Der Verlauf des Vogelgrippegeschehens in Baden-Württemberg belegt, dass unser Vorgehen richtig war. Durch ein frühzeitiges und konsequentes Handeln der Veterinärbehörden und ein umsichtiges Agieren der Geflügelhalter konnte bei uns ein Übergreifen der Wildvogelseuche auf Nutzgeflügelbestände verhindert werden. Damit konnten wir großen Schaden für die Geflügelhalter und ihre Tiere abwenden“, sagte der Minister für Ländlichen Raum und Verbraucherschutz, Peter Hauk MdL, am Freitag (21. April) in Stuttgart. Nachdem die Vogelgrippewelle abgeflaut sei und die Zugvögel aus den Winterquartieren in ihre Brutgebiete zurückgekehrt sind, könne nun die risikoorientierte Stallpflicht im gesamten Land aufgehoben werden.

▸ Vorliegende Daten:

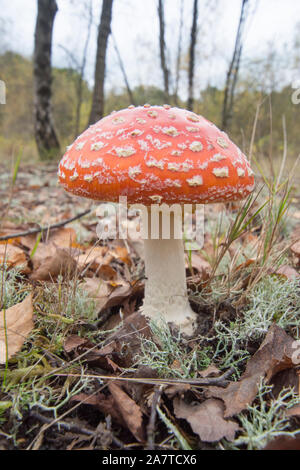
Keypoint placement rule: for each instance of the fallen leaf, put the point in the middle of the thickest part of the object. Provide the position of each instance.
(15, 325)
(211, 370)
(13, 257)
(284, 443)
(106, 404)
(296, 249)
(129, 410)
(206, 419)
(63, 237)
(61, 263)
(275, 354)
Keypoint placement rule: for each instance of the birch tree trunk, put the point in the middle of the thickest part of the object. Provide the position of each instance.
(190, 102)
(45, 134)
(162, 48)
(233, 70)
(103, 35)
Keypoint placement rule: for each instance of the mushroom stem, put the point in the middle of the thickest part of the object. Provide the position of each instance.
(165, 288)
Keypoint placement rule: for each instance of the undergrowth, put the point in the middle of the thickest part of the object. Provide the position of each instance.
(265, 419)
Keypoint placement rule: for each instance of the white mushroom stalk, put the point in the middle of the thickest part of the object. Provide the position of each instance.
(166, 297)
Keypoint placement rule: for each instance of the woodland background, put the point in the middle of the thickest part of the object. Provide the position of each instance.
(180, 64)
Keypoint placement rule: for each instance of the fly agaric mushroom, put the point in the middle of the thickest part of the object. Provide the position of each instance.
(158, 154)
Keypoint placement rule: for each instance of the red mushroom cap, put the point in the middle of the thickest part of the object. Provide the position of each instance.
(156, 154)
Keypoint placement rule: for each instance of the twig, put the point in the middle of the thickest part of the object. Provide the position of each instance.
(45, 229)
(68, 426)
(221, 381)
(151, 425)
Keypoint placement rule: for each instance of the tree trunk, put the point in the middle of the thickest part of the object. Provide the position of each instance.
(190, 103)
(232, 74)
(45, 135)
(162, 48)
(122, 67)
(178, 59)
(81, 70)
(103, 34)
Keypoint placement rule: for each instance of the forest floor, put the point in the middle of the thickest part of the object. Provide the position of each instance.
(81, 368)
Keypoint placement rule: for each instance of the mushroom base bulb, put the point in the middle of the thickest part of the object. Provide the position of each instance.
(165, 288)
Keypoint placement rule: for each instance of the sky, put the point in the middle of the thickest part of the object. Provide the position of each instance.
(135, 28)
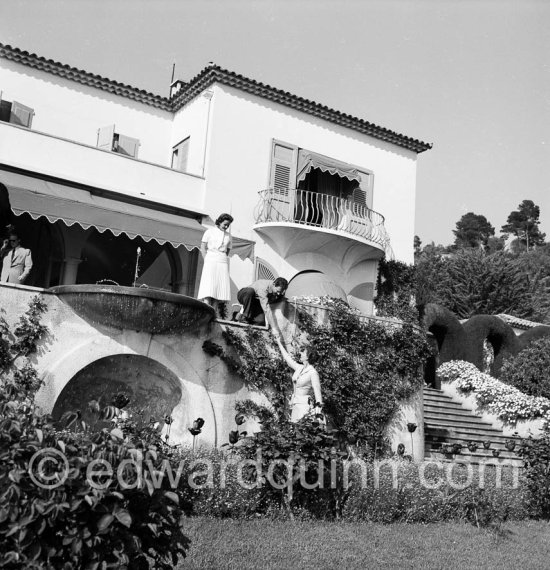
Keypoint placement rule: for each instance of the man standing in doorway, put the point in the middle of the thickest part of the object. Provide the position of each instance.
(16, 260)
(257, 298)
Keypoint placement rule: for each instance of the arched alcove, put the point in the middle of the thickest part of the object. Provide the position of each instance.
(314, 283)
(150, 386)
(109, 257)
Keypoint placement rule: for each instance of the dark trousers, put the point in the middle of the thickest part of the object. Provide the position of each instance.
(252, 310)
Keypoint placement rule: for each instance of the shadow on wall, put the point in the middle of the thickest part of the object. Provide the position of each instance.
(149, 385)
(464, 341)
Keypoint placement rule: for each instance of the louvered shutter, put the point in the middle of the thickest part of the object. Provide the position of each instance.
(21, 114)
(282, 178)
(105, 136)
(264, 270)
(128, 146)
(5, 109)
(283, 167)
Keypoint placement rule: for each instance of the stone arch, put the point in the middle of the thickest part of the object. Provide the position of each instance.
(315, 283)
(498, 334)
(195, 395)
(150, 386)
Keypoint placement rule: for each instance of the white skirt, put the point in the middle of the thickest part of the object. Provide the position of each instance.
(215, 281)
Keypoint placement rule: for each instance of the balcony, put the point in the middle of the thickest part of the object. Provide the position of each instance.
(300, 221)
(45, 154)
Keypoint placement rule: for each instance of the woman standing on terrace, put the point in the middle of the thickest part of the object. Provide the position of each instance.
(306, 396)
(215, 285)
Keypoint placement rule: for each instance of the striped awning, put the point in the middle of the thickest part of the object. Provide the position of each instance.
(60, 202)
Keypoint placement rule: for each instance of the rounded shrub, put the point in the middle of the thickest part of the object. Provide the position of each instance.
(529, 371)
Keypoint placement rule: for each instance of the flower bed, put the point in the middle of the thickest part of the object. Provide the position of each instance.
(504, 401)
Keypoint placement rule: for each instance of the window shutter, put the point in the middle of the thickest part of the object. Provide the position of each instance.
(21, 115)
(264, 270)
(180, 154)
(105, 136)
(283, 167)
(5, 109)
(128, 146)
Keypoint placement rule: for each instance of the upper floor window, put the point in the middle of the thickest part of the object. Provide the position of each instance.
(296, 168)
(16, 113)
(180, 154)
(108, 139)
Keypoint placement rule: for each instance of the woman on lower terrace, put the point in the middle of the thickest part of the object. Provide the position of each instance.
(306, 396)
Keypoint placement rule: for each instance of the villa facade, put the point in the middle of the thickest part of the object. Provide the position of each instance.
(91, 169)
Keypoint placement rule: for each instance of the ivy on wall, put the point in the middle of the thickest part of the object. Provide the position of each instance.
(366, 369)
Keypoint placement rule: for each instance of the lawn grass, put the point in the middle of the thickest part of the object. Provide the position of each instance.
(265, 545)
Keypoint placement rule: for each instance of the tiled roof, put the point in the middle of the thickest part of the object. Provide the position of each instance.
(215, 74)
(208, 76)
(84, 77)
(518, 323)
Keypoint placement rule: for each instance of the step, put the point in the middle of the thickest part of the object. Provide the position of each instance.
(453, 419)
(505, 462)
(445, 405)
(449, 413)
(480, 451)
(444, 435)
(468, 430)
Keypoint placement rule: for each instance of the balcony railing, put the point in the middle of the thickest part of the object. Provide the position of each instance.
(321, 211)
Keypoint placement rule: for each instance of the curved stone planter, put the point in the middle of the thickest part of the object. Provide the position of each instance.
(146, 310)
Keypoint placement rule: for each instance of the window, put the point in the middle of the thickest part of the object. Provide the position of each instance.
(264, 270)
(108, 139)
(179, 155)
(16, 113)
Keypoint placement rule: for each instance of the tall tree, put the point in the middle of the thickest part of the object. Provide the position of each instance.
(473, 230)
(417, 245)
(524, 224)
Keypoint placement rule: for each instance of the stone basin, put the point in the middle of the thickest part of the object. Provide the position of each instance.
(142, 309)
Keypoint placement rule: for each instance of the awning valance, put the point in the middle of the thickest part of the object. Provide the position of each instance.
(41, 198)
(308, 160)
(243, 248)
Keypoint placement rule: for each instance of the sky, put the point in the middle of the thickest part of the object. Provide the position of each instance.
(470, 76)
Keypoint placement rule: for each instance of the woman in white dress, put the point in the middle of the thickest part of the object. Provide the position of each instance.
(215, 285)
(306, 396)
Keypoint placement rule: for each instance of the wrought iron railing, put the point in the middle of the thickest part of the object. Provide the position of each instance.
(321, 211)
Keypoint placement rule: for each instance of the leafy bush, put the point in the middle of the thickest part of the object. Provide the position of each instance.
(529, 371)
(471, 282)
(366, 369)
(402, 495)
(536, 455)
(298, 466)
(396, 290)
(54, 511)
(508, 403)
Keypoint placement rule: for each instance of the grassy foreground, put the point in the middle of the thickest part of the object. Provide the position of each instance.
(264, 544)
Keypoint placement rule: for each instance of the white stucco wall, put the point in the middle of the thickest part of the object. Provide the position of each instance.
(242, 128)
(69, 109)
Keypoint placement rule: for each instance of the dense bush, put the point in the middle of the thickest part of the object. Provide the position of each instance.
(471, 282)
(54, 512)
(536, 455)
(404, 493)
(396, 290)
(529, 371)
(366, 371)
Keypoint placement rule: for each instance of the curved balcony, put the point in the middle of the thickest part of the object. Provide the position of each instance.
(299, 221)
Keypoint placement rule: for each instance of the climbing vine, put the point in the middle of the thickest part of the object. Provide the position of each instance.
(366, 369)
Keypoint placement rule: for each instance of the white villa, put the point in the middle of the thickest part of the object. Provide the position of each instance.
(91, 169)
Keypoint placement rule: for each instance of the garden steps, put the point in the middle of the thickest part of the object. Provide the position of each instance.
(447, 421)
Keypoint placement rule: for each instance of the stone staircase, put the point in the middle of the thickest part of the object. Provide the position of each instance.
(448, 422)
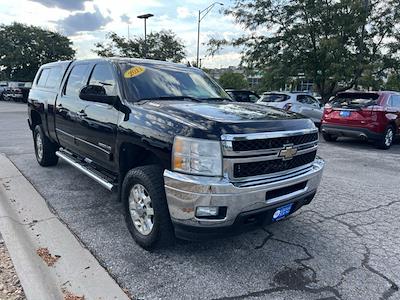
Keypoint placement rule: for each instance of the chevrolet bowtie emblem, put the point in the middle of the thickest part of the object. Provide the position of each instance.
(287, 152)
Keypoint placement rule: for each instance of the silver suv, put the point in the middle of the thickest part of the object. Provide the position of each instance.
(302, 103)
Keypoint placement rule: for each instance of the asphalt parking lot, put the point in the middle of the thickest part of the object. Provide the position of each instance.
(344, 245)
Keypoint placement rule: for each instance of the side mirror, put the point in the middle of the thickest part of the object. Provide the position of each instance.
(96, 93)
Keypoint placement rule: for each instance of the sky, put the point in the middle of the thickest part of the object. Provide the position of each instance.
(88, 22)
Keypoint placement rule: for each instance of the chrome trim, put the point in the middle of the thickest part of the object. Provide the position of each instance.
(109, 186)
(186, 192)
(269, 157)
(227, 139)
(266, 135)
(272, 177)
(228, 164)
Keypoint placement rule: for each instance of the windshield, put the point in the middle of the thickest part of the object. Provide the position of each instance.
(274, 98)
(354, 100)
(152, 81)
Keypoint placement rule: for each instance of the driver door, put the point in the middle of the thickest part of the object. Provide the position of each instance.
(99, 121)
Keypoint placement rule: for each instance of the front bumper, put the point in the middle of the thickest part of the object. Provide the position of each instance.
(186, 192)
(355, 132)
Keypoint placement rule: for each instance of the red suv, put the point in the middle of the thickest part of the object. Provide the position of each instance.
(367, 115)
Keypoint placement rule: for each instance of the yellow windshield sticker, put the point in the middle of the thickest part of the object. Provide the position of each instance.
(134, 71)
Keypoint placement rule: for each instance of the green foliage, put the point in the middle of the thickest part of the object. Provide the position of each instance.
(393, 82)
(231, 80)
(339, 44)
(23, 49)
(163, 45)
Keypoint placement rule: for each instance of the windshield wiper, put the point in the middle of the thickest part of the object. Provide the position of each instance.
(172, 98)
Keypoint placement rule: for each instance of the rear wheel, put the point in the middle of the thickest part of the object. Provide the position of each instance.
(146, 210)
(45, 150)
(328, 137)
(386, 141)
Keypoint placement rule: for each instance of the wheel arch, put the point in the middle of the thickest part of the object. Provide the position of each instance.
(132, 155)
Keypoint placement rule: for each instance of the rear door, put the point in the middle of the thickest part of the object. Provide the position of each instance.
(69, 107)
(353, 109)
(394, 103)
(98, 124)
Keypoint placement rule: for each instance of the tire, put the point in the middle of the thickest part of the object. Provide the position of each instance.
(386, 141)
(45, 150)
(159, 233)
(328, 137)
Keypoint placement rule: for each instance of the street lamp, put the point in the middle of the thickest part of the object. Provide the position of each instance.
(202, 14)
(145, 17)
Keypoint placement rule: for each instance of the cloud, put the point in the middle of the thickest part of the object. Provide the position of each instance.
(183, 12)
(71, 5)
(125, 19)
(84, 21)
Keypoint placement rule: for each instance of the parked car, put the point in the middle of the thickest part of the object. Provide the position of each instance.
(186, 161)
(3, 86)
(243, 95)
(17, 91)
(371, 116)
(302, 103)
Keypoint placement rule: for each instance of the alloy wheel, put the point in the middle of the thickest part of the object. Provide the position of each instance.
(389, 137)
(39, 147)
(141, 210)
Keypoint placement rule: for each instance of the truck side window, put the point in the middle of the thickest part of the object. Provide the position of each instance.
(102, 75)
(395, 101)
(76, 80)
(54, 77)
(41, 82)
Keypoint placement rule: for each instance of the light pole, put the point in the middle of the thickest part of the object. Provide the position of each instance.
(145, 17)
(202, 14)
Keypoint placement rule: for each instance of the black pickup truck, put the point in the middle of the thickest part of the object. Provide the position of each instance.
(186, 160)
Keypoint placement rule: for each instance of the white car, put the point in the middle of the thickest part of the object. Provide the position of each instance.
(301, 103)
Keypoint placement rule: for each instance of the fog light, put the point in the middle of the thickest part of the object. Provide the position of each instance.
(207, 211)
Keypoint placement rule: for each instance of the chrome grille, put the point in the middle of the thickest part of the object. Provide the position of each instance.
(265, 155)
(250, 145)
(272, 166)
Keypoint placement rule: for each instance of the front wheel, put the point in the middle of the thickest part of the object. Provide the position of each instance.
(146, 210)
(387, 138)
(45, 150)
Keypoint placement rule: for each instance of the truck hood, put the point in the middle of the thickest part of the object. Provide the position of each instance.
(217, 118)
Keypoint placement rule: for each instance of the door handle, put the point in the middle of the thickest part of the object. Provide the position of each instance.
(82, 114)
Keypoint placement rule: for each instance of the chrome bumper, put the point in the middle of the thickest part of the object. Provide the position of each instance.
(186, 192)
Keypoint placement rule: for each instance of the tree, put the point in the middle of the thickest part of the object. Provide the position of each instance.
(163, 45)
(333, 42)
(23, 49)
(393, 82)
(231, 80)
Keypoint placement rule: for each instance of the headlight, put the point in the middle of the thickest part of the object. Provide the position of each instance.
(197, 156)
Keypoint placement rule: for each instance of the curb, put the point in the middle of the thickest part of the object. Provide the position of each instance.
(27, 224)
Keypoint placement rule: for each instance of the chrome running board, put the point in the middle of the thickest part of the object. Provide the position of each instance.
(87, 169)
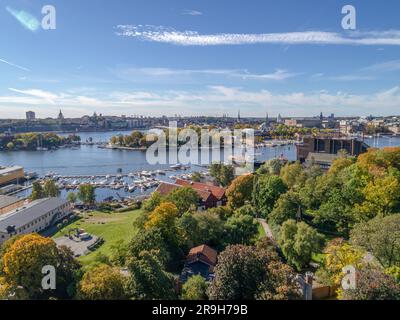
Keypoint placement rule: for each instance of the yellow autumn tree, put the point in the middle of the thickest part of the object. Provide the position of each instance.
(382, 197)
(339, 254)
(102, 283)
(23, 261)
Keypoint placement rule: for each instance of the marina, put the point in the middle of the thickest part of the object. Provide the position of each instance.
(126, 173)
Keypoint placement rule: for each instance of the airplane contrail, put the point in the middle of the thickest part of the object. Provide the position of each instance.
(14, 65)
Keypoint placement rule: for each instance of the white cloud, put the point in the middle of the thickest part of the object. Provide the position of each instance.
(193, 38)
(387, 66)
(48, 96)
(192, 12)
(159, 73)
(14, 65)
(352, 77)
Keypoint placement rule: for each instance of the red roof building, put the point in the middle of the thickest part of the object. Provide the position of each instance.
(210, 196)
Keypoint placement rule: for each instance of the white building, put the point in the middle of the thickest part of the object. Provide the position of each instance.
(33, 217)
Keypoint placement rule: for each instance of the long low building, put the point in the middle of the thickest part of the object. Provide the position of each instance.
(33, 217)
(8, 204)
(11, 174)
(209, 196)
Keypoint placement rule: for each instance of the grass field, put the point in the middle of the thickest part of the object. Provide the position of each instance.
(112, 227)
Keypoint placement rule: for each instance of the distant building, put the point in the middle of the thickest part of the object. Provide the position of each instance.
(34, 217)
(60, 115)
(210, 196)
(11, 174)
(395, 128)
(201, 260)
(30, 116)
(324, 150)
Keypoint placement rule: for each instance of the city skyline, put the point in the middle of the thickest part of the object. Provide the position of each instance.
(194, 59)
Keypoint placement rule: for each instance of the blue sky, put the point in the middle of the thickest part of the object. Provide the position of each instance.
(204, 57)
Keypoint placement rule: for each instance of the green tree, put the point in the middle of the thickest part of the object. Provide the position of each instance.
(210, 229)
(247, 209)
(195, 288)
(153, 202)
(241, 229)
(298, 242)
(148, 279)
(292, 174)
(269, 189)
(240, 191)
(381, 237)
(285, 208)
(86, 194)
(248, 272)
(10, 146)
(23, 260)
(37, 191)
(223, 174)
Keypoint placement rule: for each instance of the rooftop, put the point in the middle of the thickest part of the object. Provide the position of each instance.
(217, 192)
(6, 170)
(165, 188)
(34, 210)
(204, 254)
(6, 201)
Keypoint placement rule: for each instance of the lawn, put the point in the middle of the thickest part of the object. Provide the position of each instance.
(112, 227)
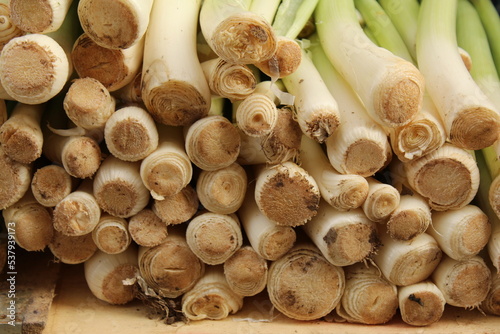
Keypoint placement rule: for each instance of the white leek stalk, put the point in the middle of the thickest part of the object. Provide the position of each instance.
(174, 88)
(407, 262)
(463, 283)
(292, 16)
(359, 145)
(178, 208)
(40, 16)
(404, 16)
(15, 179)
(211, 297)
(246, 272)
(88, 103)
(381, 201)
(118, 187)
(8, 29)
(286, 193)
(122, 33)
(421, 304)
(229, 80)
(106, 275)
(491, 22)
(269, 240)
(411, 217)
(425, 132)
(147, 229)
(78, 213)
(171, 268)
(342, 191)
(471, 120)
(222, 190)
(447, 177)
(483, 201)
(32, 222)
(21, 134)
(257, 114)
(214, 237)
(3, 111)
(343, 238)
(72, 249)
(393, 95)
(50, 184)
(369, 298)
(282, 144)
(114, 68)
(111, 234)
(236, 34)
(316, 108)
(130, 133)
(212, 142)
(303, 285)
(461, 233)
(490, 305)
(285, 61)
(168, 169)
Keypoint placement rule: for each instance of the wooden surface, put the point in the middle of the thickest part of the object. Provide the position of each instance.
(34, 281)
(76, 310)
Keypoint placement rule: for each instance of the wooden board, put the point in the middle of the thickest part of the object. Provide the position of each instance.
(26, 292)
(76, 310)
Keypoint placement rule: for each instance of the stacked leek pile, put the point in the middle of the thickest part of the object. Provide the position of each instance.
(339, 156)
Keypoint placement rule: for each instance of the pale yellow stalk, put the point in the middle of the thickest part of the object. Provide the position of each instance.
(105, 275)
(40, 16)
(170, 268)
(15, 180)
(421, 304)
(114, 68)
(212, 142)
(381, 201)
(211, 297)
(111, 234)
(229, 80)
(282, 144)
(269, 240)
(463, 283)
(369, 298)
(303, 285)
(222, 190)
(342, 191)
(131, 133)
(286, 193)
(118, 187)
(50, 184)
(147, 229)
(21, 134)
(343, 238)
(214, 237)
(130, 25)
(410, 218)
(461, 233)
(72, 249)
(246, 272)
(447, 177)
(174, 88)
(407, 262)
(31, 221)
(168, 169)
(178, 208)
(78, 213)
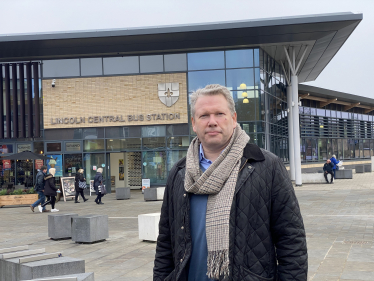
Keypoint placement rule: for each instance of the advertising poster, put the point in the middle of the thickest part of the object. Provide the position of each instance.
(146, 183)
(7, 164)
(68, 187)
(56, 163)
(38, 164)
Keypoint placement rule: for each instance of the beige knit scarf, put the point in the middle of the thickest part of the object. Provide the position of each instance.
(219, 181)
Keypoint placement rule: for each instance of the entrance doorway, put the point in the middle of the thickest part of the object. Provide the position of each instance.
(125, 170)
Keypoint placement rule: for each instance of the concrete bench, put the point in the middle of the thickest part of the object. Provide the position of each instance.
(360, 169)
(14, 270)
(89, 228)
(154, 194)
(344, 174)
(367, 168)
(148, 226)
(89, 276)
(123, 193)
(59, 225)
(314, 178)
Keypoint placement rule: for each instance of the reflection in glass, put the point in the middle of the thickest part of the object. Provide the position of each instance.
(206, 60)
(93, 145)
(199, 79)
(240, 79)
(154, 166)
(239, 58)
(153, 143)
(178, 142)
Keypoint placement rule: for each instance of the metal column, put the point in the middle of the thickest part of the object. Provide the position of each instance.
(8, 112)
(1, 103)
(15, 100)
(296, 129)
(290, 133)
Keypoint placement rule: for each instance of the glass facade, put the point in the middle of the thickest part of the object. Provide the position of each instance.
(329, 130)
(258, 87)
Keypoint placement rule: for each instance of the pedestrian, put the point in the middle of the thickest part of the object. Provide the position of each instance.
(39, 188)
(328, 168)
(229, 210)
(335, 162)
(80, 184)
(98, 186)
(50, 190)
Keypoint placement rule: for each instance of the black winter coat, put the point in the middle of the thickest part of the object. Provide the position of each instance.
(49, 186)
(267, 237)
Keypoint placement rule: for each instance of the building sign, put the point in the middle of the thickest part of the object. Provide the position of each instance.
(155, 99)
(38, 164)
(7, 164)
(23, 147)
(73, 146)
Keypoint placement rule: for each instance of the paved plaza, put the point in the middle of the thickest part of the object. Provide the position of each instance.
(339, 221)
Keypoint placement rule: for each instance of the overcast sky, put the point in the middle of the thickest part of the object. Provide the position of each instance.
(349, 71)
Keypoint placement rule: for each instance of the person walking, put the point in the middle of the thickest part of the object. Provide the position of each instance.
(80, 184)
(328, 168)
(50, 190)
(98, 186)
(335, 162)
(229, 210)
(39, 188)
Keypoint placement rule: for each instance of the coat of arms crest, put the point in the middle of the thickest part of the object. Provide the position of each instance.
(168, 93)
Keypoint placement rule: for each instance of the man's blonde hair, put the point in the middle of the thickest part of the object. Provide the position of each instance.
(211, 90)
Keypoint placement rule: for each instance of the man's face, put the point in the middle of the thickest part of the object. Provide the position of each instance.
(213, 122)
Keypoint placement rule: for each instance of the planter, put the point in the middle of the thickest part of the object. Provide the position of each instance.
(23, 199)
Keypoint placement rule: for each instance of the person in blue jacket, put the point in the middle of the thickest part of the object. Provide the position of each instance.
(335, 162)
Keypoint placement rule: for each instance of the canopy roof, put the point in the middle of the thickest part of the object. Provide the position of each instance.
(324, 35)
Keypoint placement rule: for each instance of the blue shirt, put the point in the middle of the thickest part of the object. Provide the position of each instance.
(199, 252)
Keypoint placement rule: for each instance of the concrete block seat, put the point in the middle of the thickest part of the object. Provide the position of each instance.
(59, 225)
(148, 226)
(89, 228)
(367, 168)
(123, 193)
(314, 178)
(360, 169)
(344, 174)
(13, 270)
(154, 194)
(89, 276)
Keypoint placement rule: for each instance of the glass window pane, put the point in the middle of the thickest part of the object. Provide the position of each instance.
(174, 157)
(154, 166)
(178, 142)
(238, 79)
(239, 58)
(200, 79)
(153, 143)
(53, 146)
(131, 144)
(93, 145)
(206, 60)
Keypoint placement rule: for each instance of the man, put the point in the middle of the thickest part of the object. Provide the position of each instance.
(230, 210)
(39, 187)
(328, 168)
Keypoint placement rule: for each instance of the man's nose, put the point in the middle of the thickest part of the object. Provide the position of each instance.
(212, 120)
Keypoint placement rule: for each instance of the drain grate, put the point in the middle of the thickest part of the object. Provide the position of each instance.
(357, 242)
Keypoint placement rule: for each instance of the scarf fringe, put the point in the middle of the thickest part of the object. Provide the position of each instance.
(218, 264)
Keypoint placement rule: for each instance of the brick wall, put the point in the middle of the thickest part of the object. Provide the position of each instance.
(103, 100)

▸ Aufgabe:
Bitte fassen Sie den Absatz des Auszugs, der mit „Der Verlauf des Vogelgrippegeschehens“ beginnt, kürzer zusammen und behalten Sie dabei seine wichtigsten Fakten bei. Die Zeilen sind hierfür ohne Belang.

▸ Vollständige Lösung:
Am Freitag (21. April) sagte Peter Hauk MdL, Minister für Ländlichen Raum und Verbraucherschutz, in Stuttgart, der Verlauf der Vogelgrippe in Baden-Württemberg bestätige das Vorgehen des Landes. Frühes, konsequentes Handeln der Veterinärbehörden und umsichtige Geflügelhalter hätten ein Übergreifen der Wildvogelseuche auf Nutzgeflügel verhindert und großen Schaden abgewendet. Da die Welle abgeflaut sei und die Zugvögel in ihre Brutgebiete zurückgekehrt seien, könne die risikoorientierte Stallpflicht nun landesweit aufgehoben werden.